Gather every line in the records below that contains the string "umbrella", matching case exactly.

******************************

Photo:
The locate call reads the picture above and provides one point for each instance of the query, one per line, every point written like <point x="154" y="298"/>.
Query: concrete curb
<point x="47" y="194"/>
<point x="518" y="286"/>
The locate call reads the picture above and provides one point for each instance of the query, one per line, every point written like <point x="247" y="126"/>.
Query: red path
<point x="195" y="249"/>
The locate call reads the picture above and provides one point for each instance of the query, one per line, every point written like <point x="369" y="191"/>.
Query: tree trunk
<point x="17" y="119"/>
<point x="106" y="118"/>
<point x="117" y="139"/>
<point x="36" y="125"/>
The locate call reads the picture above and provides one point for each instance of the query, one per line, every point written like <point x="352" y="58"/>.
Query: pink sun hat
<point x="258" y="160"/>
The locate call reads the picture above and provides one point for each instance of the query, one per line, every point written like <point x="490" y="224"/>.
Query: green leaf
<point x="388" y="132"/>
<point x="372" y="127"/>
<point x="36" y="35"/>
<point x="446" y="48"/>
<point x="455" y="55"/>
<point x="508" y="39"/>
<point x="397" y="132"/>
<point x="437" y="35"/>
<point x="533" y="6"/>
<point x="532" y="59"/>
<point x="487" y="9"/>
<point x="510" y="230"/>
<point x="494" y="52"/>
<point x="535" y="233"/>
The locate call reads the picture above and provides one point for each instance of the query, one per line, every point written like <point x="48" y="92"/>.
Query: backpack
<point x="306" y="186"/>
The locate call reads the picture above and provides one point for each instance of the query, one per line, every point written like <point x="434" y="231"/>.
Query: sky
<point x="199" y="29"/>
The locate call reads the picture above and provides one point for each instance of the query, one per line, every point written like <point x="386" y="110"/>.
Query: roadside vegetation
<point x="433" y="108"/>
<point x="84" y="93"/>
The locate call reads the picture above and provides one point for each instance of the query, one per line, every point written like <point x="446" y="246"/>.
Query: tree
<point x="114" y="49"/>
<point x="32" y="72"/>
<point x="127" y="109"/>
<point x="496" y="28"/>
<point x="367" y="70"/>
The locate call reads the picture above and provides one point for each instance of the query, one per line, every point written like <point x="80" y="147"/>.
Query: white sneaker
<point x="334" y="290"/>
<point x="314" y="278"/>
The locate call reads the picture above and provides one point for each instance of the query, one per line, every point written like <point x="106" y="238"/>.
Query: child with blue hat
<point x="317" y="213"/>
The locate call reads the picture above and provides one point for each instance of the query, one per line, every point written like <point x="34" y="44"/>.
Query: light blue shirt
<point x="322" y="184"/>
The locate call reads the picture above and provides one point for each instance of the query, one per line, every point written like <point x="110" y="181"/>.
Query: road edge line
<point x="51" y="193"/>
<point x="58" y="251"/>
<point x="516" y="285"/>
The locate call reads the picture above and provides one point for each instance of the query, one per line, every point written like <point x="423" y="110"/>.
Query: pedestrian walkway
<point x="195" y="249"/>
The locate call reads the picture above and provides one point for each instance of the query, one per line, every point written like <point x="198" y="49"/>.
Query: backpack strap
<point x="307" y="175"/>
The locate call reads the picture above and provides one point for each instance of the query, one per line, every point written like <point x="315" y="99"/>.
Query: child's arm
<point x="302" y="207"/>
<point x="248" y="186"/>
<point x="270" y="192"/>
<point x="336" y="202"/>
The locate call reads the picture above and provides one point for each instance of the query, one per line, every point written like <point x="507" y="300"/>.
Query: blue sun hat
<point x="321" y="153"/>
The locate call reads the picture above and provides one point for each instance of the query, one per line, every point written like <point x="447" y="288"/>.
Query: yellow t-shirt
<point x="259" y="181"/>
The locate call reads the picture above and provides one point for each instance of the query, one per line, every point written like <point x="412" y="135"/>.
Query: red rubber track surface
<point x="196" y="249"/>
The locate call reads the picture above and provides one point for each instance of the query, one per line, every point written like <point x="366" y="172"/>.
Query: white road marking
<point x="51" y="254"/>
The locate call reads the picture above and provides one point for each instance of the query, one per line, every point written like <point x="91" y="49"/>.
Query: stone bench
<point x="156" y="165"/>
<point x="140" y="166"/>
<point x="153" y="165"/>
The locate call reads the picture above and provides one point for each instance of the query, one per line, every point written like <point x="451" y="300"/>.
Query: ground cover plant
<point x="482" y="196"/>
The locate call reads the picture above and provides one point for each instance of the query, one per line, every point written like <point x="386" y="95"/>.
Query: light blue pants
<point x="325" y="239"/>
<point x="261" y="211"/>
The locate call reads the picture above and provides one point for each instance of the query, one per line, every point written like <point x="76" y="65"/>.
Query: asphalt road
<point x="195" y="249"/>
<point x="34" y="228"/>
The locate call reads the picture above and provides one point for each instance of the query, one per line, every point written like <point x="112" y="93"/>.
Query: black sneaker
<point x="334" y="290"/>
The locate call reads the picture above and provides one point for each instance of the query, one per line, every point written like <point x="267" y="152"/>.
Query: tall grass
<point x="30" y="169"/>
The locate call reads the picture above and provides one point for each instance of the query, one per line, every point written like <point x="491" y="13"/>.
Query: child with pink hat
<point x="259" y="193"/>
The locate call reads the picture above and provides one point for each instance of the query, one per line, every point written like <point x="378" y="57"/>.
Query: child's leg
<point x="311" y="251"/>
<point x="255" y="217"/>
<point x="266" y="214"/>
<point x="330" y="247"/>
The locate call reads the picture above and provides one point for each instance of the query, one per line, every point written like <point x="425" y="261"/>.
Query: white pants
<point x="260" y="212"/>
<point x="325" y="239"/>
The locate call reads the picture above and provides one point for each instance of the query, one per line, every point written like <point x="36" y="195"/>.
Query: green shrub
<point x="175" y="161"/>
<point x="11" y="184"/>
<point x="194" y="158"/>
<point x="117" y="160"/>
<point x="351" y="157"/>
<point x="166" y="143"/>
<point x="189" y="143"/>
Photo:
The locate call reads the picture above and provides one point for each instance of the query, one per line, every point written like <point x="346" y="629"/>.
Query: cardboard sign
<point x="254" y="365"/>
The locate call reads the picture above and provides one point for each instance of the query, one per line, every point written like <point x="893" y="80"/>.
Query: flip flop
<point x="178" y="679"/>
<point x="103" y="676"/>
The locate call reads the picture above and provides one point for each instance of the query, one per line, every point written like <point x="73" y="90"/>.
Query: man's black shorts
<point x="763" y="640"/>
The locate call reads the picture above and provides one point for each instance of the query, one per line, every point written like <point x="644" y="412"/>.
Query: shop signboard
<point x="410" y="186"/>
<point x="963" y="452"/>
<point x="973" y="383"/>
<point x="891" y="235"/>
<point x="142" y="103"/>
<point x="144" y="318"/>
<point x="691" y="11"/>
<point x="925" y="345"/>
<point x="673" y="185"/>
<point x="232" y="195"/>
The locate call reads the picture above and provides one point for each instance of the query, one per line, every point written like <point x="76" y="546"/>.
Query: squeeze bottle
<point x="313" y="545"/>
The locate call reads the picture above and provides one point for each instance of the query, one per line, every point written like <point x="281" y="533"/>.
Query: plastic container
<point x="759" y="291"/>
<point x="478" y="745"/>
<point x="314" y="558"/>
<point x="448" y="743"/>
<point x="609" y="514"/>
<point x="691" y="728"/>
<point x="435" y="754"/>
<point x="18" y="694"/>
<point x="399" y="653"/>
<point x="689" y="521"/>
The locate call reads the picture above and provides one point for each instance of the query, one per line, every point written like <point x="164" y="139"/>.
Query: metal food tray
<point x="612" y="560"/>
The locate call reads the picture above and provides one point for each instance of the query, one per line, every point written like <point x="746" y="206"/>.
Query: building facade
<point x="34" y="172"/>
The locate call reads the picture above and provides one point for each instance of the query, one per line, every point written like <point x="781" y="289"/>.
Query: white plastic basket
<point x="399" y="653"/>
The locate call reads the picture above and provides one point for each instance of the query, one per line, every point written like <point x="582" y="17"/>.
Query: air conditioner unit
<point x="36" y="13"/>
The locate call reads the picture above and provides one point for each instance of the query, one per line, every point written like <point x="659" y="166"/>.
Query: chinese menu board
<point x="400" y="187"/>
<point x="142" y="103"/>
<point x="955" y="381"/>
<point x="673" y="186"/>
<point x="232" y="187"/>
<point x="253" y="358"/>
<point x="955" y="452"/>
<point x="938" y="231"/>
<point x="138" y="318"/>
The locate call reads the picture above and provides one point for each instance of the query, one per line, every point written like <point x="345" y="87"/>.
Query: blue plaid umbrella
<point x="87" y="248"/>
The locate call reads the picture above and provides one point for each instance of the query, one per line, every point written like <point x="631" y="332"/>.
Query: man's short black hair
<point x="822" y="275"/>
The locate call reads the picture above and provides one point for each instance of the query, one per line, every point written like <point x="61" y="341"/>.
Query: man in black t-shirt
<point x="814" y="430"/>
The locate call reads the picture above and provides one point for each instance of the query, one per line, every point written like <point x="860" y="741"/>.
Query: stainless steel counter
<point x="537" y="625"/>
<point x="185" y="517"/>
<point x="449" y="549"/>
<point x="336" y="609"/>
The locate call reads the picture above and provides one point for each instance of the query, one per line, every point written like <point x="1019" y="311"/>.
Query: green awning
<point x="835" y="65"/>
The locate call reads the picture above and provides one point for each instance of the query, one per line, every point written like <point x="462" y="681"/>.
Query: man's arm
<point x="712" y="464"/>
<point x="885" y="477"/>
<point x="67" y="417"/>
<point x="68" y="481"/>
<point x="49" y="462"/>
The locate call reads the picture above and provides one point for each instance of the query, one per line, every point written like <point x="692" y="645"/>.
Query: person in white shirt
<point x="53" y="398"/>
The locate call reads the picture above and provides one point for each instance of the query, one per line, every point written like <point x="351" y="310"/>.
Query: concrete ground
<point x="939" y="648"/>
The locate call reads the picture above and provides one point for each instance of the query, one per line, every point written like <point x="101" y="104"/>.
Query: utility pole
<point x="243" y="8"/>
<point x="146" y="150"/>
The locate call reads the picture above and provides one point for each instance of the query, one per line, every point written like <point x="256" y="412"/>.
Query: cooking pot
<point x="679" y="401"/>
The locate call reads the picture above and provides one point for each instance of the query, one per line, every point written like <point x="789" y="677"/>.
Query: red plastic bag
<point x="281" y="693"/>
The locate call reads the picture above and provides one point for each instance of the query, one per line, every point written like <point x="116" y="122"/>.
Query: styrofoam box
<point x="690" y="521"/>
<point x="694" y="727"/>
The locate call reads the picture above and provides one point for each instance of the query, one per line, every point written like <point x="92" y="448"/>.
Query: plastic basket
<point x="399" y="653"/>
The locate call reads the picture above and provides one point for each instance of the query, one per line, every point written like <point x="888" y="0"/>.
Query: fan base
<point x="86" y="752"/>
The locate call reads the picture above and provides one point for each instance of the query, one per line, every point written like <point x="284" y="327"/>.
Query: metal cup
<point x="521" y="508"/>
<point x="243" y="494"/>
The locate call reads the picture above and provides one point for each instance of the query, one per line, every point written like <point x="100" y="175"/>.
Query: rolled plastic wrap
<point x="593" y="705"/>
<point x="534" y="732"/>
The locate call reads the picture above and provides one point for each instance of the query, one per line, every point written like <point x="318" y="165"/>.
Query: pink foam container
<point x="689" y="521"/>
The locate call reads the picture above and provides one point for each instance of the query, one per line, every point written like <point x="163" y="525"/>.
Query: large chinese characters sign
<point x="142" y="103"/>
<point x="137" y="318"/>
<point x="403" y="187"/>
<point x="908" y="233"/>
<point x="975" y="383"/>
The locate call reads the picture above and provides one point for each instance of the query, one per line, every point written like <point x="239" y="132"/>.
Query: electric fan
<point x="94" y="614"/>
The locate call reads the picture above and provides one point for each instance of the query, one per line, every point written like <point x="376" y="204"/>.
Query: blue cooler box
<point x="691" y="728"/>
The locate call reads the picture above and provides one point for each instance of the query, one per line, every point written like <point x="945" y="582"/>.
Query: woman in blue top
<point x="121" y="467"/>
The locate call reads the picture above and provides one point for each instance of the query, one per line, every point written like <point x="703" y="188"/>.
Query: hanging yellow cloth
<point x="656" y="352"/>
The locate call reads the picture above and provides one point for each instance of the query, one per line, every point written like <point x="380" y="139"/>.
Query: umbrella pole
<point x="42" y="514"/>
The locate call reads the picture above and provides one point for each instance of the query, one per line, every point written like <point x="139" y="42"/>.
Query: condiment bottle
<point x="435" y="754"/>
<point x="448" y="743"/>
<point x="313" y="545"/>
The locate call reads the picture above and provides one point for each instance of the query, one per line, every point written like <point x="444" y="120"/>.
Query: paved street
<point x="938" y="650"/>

******************************

■ IN RESPONSE ■
Query: blue plaid umbrella
Query: umbrella pole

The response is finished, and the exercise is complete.